+++ Input data

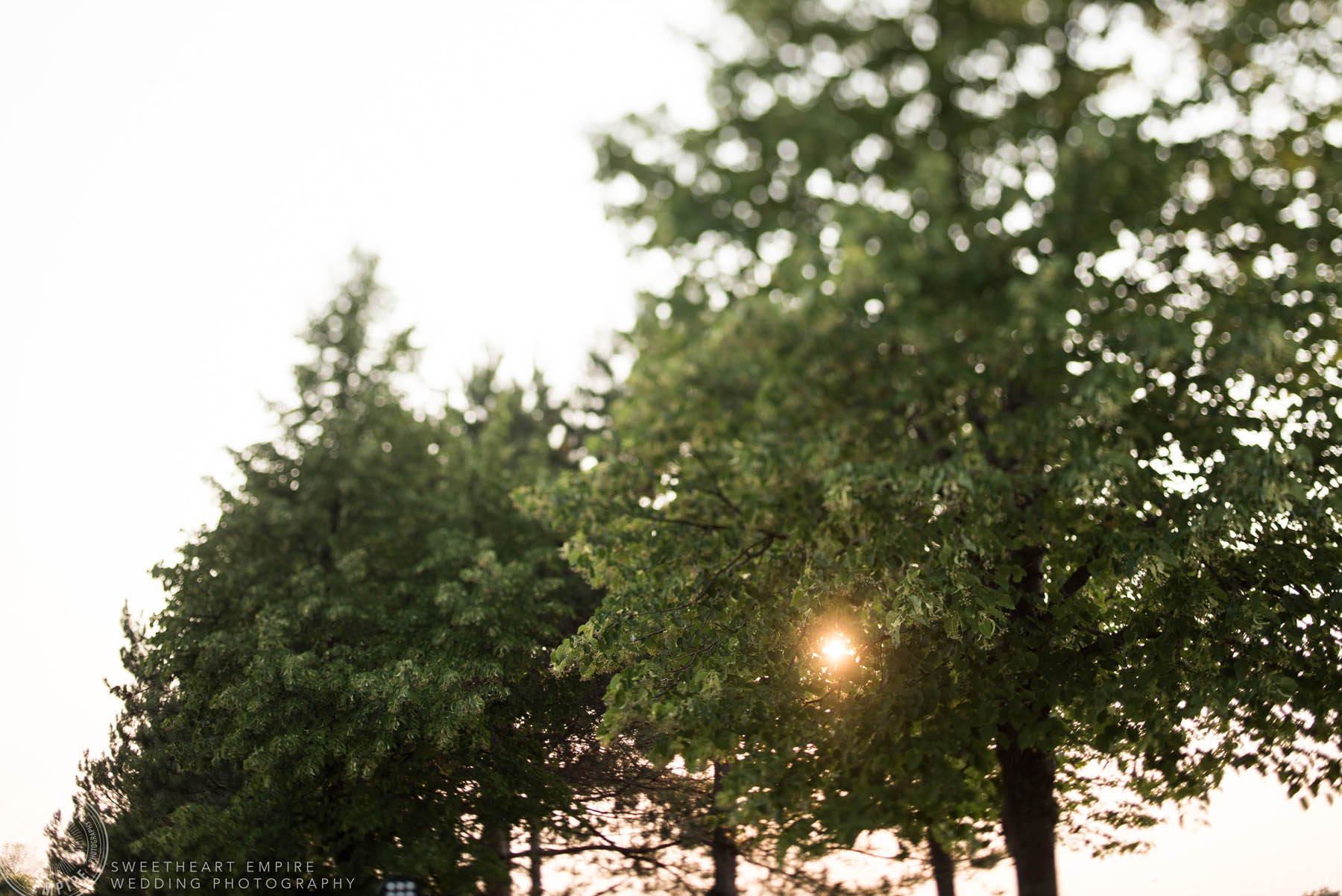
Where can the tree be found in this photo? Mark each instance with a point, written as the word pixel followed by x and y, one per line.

++++++
+++ Input data

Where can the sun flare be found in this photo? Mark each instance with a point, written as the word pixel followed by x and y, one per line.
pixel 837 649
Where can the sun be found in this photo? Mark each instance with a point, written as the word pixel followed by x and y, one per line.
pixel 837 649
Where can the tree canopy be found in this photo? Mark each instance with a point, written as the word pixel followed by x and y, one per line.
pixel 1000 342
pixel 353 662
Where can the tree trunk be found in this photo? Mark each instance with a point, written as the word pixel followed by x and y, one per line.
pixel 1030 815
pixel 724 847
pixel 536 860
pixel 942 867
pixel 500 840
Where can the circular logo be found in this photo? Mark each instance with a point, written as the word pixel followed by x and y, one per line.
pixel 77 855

++++++

> Required work: Reproduce the material from the line with "Where can the tree trunk" up to and including the line with "pixel 77 855", substituting "round emblem" for "circular logo" and leaving everything else unchanged.

> Solution for this exercise:
Where can the tree trunk be found in this photo? Mark each instance with a point, written as the word pixel followed by x and y, one per line.
pixel 1030 815
pixel 724 847
pixel 536 860
pixel 942 867
pixel 500 840
Where can the round emblem be found in this photo? Mark each instance with a point, written as the word pixel followed by x and y, one per line.
pixel 77 855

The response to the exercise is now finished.